• **EXTRAIT DE PAGE**
_ _ _ _ _ _ _
Une nouvelle victime des challenges Tik Tok a trouvé la mort à Tanger, le week end dernier. Brûlé puis noyé, un jeune TikTokeur marocain a tragiquement disparu après avoir tenté un défi hautement dangereux sur la plage de Souani, dans la zone de Merkala à Tanger. Pour réaliser une vidéo Tik Tok, il a mis le feu à ses vêtements avant de se jeter à la mer pour éteindre les flammes. Malheureusement, les courants marins l'ont emporté.
Jouer avec le feu
Triste fin pour cet énième challenger Tik Tok. Un défi qui s'inscrit dans une série de défis dangereux circulant sur la plateforme chinoise où les utilisateurs se mettent en scène dans des situations périlleuses pour récolter les vues et les cadeaux. À mesure que le nombre de "likers" et des followers augmentent, l'esprit du tiktokeur s'enflamme et le pousse à reposser le plus loin possible ses limites en bravant sa peur.
_ _ _ _ _ _ _
• **DONNÉES DES TÂCHES**
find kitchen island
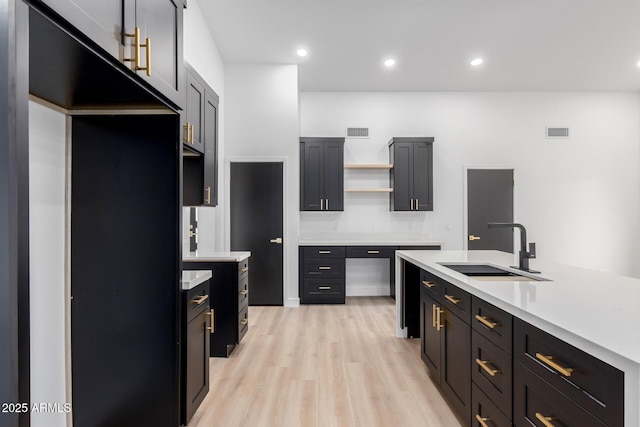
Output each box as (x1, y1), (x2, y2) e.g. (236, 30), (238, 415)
(396, 251), (640, 426)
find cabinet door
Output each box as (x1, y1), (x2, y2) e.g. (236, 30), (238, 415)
(204, 92), (218, 206)
(300, 142), (325, 211)
(183, 310), (211, 424)
(324, 142), (344, 211)
(125, 0), (184, 107)
(413, 142), (433, 211)
(440, 310), (471, 425)
(420, 290), (442, 382)
(182, 73), (205, 153)
(43, 0), (123, 60)
(392, 142), (413, 211)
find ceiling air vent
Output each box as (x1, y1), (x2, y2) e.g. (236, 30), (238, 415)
(347, 128), (369, 138)
(546, 127), (569, 138)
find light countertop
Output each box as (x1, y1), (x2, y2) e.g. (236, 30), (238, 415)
(180, 270), (213, 291)
(182, 251), (251, 262)
(396, 251), (640, 426)
(298, 232), (442, 246)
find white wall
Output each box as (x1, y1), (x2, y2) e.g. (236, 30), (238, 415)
(300, 92), (640, 277)
(29, 102), (66, 427)
(182, 0), (226, 252)
(223, 64), (300, 306)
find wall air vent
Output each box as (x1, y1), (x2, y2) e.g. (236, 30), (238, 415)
(546, 127), (569, 138)
(347, 128), (369, 138)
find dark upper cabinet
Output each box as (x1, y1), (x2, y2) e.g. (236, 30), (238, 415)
(300, 138), (344, 211)
(182, 64), (219, 206)
(389, 137), (434, 211)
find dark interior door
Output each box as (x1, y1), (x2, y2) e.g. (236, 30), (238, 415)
(467, 169), (513, 253)
(230, 162), (283, 305)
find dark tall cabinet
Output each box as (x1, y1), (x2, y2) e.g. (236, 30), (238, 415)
(182, 64), (219, 206)
(300, 138), (344, 211)
(389, 137), (434, 211)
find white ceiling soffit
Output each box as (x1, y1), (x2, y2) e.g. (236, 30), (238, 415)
(198, 0), (640, 91)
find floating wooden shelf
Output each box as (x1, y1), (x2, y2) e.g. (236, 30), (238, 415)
(344, 164), (393, 169)
(344, 188), (393, 193)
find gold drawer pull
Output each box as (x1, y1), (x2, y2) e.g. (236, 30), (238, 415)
(191, 295), (209, 305)
(444, 295), (462, 304)
(476, 359), (500, 377)
(476, 314), (499, 329)
(536, 412), (555, 427)
(476, 414), (491, 427)
(536, 353), (573, 377)
(207, 308), (216, 333)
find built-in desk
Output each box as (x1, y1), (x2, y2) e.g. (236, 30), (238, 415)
(299, 233), (442, 304)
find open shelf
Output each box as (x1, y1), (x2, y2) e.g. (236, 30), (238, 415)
(344, 188), (393, 193)
(344, 164), (393, 169)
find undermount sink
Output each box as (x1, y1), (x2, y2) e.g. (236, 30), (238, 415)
(438, 262), (548, 282)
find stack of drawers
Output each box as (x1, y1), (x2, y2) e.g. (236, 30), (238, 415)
(300, 246), (345, 304)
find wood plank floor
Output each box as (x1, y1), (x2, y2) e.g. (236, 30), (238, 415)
(189, 297), (461, 427)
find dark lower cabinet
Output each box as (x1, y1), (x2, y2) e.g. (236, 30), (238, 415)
(420, 283), (471, 425)
(182, 259), (249, 357)
(181, 281), (215, 425)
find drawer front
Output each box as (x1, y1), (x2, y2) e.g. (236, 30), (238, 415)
(471, 330), (513, 419)
(420, 270), (443, 301)
(471, 297), (513, 354)
(441, 281), (471, 323)
(513, 362), (608, 427)
(238, 258), (249, 282)
(513, 318), (624, 426)
(346, 246), (395, 262)
(303, 259), (344, 279)
(302, 246), (345, 259)
(238, 277), (249, 310)
(238, 305), (249, 344)
(471, 383), (511, 427)
(184, 280), (211, 323)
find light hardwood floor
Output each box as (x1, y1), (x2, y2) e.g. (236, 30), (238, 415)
(189, 297), (460, 427)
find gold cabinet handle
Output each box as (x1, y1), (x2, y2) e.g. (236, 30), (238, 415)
(476, 314), (499, 329)
(536, 412), (555, 427)
(207, 308), (216, 333)
(476, 359), (500, 377)
(476, 414), (491, 427)
(191, 295), (209, 305)
(444, 295), (462, 304)
(436, 307), (444, 332)
(536, 353), (573, 377)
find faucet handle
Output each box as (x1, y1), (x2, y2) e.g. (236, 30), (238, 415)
(527, 243), (536, 258)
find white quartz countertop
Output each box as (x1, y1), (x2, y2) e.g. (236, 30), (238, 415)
(182, 251), (251, 262)
(396, 251), (640, 367)
(180, 270), (213, 291)
(298, 232), (442, 246)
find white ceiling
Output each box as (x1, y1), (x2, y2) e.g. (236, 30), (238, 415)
(198, 0), (640, 91)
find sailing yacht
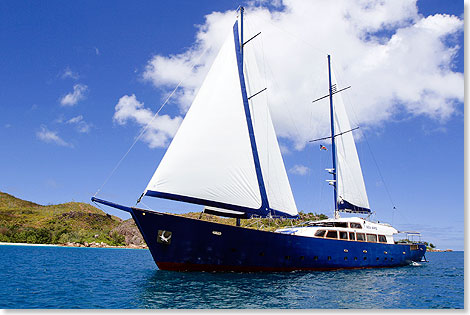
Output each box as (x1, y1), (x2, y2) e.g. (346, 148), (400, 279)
(92, 7), (426, 271)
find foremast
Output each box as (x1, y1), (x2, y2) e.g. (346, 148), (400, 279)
(328, 55), (339, 219)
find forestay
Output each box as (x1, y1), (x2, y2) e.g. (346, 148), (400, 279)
(331, 72), (370, 212)
(145, 18), (297, 216)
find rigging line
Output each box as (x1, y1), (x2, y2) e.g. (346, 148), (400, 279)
(93, 47), (209, 200)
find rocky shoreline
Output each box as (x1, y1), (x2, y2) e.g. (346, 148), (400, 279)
(60, 242), (148, 249)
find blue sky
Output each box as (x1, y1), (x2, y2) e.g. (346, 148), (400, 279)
(0, 0), (464, 250)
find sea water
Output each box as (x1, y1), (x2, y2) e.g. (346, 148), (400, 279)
(0, 245), (464, 309)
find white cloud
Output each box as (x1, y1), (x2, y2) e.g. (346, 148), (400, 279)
(289, 164), (310, 176)
(113, 94), (182, 148)
(36, 125), (73, 147)
(60, 84), (88, 106)
(143, 0), (464, 149)
(61, 66), (80, 80)
(66, 115), (92, 133)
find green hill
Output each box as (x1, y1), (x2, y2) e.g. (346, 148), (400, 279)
(0, 192), (327, 247)
(0, 192), (129, 245)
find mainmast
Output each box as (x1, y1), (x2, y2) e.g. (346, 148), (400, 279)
(236, 6), (245, 226)
(328, 55), (339, 219)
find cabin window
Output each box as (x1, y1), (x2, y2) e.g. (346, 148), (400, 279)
(367, 234), (377, 243)
(349, 232), (356, 241)
(349, 222), (362, 229)
(356, 233), (366, 242)
(326, 231), (338, 238)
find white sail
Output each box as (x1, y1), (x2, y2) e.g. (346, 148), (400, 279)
(146, 22), (297, 220)
(146, 32), (261, 209)
(243, 35), (298, 216)
(331, 71), (370, 211)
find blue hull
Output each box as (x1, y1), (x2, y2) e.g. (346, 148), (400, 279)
(129, 208), (426, 271)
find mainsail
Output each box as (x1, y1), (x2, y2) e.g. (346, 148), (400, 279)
(145, 21), (298, 217)
(331, 71), (370, 212)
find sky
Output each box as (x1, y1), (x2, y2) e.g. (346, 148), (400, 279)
(0, 0), (464, 250)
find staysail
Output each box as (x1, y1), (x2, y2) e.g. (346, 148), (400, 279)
(331, 71), (370, 213)
(145, 18), (297, 217)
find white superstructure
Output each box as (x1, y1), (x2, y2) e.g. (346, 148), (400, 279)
(276, 217), (398, 244)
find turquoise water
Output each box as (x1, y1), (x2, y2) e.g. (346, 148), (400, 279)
(0, 245), (464, 309)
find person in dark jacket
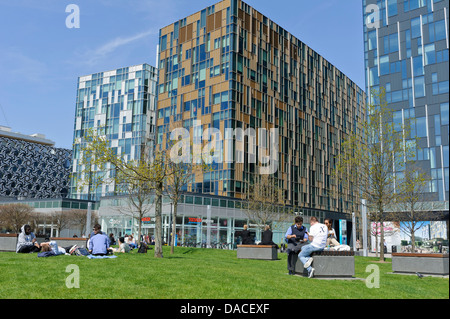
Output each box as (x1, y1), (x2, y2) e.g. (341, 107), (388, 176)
(260, 225), (278, 249)
(285, 216), (308, 275)
(237, 225), (255, 245)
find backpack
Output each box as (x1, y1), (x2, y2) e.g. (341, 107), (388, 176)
(138, 242), (148, 254)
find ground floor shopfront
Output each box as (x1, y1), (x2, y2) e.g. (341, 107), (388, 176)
(98, 195), (351, 248)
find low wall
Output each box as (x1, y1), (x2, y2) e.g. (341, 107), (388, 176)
(392, 253), (449, 275)
(237, 245), (278, 260)
(0, 234), (87, 252)
(50, 237), (87, 248)
(295, 251), (355, 278)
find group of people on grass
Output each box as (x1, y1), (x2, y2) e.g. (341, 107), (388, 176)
(16, 224), (137, 256)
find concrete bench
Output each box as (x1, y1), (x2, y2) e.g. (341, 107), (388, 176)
(295, 251), (355, 278)
(0, 234), (18, 252)
(237, 245), (278, 260)
(392, 253), (449, 276)
(50, 237), (87, 248)
(0, 234), (87, 252)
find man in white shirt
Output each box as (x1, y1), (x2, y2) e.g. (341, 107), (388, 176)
(298, 216), (328, 278)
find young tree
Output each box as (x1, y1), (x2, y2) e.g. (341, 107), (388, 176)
_ _ _ _ _ _ _
• **VOS TÂCHES**
(1) Recopiez intégralement l'extrait de page consacré au défi TikTok mortel à Tanger, sans rien y changer.
(2) Reproduisez à l'identique tout ce qui figure dans les lignes de données, depuis la ligne contenant « find low wall » jusqu'à la dernière ligne incluse.

• **RÉPONSES PAR TÂCHE**
(1)
Une nouvelle victime des challenges Tik Tok a trouvé la mort à Tanger, le week end dernier. Brûlé puis noyé, un jeune TikTokeur marocain a tragiquement disparu après avoir tenté un défi hautement dangereux sur la plage de Souani, dans la zone de Merkala à Tanger. Pour réaliser une vidéo Tik Tok, il a mis le feu à ses vêtements avant de se jeter à la mer pour éteindre les flammes. Malheureusement, les courants marins l'ont emporté.
Jouer avec le feu
Triste fin pour cet énième challenger Tik Tok. Un défi qui s'inscrit dans une série de défis dangereux circulant sur la plateforme chinoise où les utilisateurs se mettent en scène dans des situations périlleuses pour récolter les vues et les cadeaux. À mesure que le nombre de "likers" et des followers augmentent, l'esprit du tiktokeur s'enflamme et le pousse à reposser le plus loin possible ses limites en bravant sa peur.

(2)
find low wall
Output each box as (x1, y1), (x2, y2) e.g. (341, 107), (388, 176)
(392, 253), (449, 275)
(237, 245), (278, 260)
(0, 234), (87, 252)
(50, 237), (87, 248)
(295, 251), (355, 278)
find group of people on grass
Output each box as (x1, y1), (x2, y2) e.g. (341, 107), (388, 176)
(16, 224), (137, 256)
find concrete bench
Output each box as (x1, y1), (x2, y2) e.g. (341, 107), (388, 176)
(295, 251), (355, 278)
(0, 234), (18, 252)
(237, 245), (278, 260)
(392, 253), (449, 276)
(50, 237), (87, 248)
(0, 234), (87, 252)
find man in white shirt
Output each box as (x1, y1), (x2, y2) e.g. (341, 107), (388, 176)
(298, 216), (328, 278)
find young tree
Output each box as (x1, y1), (x2, y2) e.g. (341, 107), (388, 176)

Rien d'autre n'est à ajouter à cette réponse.